(Do this) Extract each line of the entries that contains the string "hand", treating uppercase and lowercase letters as distinct.

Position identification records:
++++++

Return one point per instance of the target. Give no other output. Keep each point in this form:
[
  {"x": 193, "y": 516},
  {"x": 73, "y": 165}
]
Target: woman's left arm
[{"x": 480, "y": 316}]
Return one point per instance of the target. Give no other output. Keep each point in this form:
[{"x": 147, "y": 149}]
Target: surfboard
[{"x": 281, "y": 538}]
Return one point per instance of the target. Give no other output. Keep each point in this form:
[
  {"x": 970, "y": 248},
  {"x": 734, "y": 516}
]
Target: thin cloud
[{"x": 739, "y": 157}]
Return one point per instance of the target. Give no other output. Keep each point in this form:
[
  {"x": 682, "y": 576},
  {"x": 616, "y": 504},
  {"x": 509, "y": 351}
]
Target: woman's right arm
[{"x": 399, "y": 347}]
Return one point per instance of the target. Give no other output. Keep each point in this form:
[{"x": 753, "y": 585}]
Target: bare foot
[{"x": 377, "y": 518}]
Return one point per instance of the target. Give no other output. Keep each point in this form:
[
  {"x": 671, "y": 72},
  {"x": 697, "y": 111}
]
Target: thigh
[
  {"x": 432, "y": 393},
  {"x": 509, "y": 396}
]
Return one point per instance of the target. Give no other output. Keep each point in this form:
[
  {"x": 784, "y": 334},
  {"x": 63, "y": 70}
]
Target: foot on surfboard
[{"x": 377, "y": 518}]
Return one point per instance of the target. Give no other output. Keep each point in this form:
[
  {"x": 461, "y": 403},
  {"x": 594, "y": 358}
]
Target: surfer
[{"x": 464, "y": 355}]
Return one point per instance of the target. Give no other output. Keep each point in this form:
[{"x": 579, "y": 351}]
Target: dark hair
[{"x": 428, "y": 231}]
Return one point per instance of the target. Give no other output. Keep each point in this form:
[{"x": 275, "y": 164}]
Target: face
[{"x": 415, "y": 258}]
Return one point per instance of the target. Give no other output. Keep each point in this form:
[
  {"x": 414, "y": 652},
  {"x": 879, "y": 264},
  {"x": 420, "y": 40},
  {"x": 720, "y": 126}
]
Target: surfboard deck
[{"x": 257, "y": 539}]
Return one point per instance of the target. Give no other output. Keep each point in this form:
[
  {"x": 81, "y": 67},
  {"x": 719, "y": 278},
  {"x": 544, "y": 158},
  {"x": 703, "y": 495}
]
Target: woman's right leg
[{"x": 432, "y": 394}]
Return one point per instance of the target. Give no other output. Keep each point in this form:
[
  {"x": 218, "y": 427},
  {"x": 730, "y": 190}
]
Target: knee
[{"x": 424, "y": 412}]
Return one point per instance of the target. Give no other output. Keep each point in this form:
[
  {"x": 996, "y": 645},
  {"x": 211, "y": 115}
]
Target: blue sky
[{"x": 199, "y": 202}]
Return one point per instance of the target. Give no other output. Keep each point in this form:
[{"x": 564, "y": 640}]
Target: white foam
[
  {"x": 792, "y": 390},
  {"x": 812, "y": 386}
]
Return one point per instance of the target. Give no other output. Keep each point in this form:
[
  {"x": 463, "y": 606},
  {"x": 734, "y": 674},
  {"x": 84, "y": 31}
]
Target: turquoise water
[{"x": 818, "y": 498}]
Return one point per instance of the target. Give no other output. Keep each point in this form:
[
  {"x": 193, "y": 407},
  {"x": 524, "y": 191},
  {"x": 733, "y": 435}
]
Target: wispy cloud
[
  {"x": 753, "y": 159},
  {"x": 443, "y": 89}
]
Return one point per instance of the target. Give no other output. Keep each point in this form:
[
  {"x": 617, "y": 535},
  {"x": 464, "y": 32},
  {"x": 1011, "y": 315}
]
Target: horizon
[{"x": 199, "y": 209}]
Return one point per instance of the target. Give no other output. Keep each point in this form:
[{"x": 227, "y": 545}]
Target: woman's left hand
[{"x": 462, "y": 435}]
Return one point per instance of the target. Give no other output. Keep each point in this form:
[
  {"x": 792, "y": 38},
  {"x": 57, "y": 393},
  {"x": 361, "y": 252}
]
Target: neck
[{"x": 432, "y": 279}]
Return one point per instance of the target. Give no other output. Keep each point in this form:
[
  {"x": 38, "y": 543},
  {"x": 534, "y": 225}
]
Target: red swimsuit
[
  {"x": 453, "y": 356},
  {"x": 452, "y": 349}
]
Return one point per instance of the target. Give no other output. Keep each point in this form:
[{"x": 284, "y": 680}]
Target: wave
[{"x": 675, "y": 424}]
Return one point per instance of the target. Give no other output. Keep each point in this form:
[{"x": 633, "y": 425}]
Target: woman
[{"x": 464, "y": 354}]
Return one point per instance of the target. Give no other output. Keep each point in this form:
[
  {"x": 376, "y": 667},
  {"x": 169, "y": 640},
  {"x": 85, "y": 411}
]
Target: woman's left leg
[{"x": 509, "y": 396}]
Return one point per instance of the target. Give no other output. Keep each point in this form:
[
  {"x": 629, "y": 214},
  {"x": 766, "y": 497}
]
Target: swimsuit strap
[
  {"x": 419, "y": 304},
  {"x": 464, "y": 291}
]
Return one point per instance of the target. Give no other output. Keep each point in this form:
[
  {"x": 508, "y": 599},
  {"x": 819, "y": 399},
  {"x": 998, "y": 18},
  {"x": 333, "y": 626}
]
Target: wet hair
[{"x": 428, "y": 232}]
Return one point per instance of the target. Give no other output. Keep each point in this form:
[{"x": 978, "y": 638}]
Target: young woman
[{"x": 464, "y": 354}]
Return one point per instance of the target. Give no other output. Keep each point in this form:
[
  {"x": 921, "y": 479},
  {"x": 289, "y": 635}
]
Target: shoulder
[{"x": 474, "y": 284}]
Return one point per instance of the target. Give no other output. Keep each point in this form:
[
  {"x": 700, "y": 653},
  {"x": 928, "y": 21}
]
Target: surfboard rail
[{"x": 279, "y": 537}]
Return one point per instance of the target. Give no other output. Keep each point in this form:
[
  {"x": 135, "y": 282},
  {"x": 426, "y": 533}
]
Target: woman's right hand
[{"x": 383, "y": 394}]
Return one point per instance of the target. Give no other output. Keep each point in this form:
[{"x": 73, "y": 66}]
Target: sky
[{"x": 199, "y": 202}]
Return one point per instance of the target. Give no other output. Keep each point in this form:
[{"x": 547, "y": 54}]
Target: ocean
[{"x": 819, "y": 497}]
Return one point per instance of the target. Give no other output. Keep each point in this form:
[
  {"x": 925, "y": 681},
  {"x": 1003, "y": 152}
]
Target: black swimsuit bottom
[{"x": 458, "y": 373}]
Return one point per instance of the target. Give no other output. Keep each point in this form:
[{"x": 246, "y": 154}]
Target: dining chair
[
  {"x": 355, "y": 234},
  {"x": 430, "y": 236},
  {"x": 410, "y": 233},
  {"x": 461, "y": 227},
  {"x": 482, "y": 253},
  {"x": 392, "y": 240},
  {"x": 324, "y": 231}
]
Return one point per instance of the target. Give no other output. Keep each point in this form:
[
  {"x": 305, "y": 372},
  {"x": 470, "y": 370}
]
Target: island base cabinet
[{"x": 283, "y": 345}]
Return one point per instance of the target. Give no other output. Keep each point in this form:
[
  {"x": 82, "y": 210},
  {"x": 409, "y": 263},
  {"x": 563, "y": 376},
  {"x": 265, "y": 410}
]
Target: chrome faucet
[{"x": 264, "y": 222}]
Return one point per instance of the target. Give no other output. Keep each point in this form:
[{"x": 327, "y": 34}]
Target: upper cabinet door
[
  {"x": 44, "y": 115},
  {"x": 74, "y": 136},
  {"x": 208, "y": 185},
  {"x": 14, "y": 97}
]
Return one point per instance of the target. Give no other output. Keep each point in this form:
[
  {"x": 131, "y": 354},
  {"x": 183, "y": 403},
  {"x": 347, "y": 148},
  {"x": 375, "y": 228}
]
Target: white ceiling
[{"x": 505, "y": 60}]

++++++

(The output)
Target: woman's left hand
Target: woman's right hand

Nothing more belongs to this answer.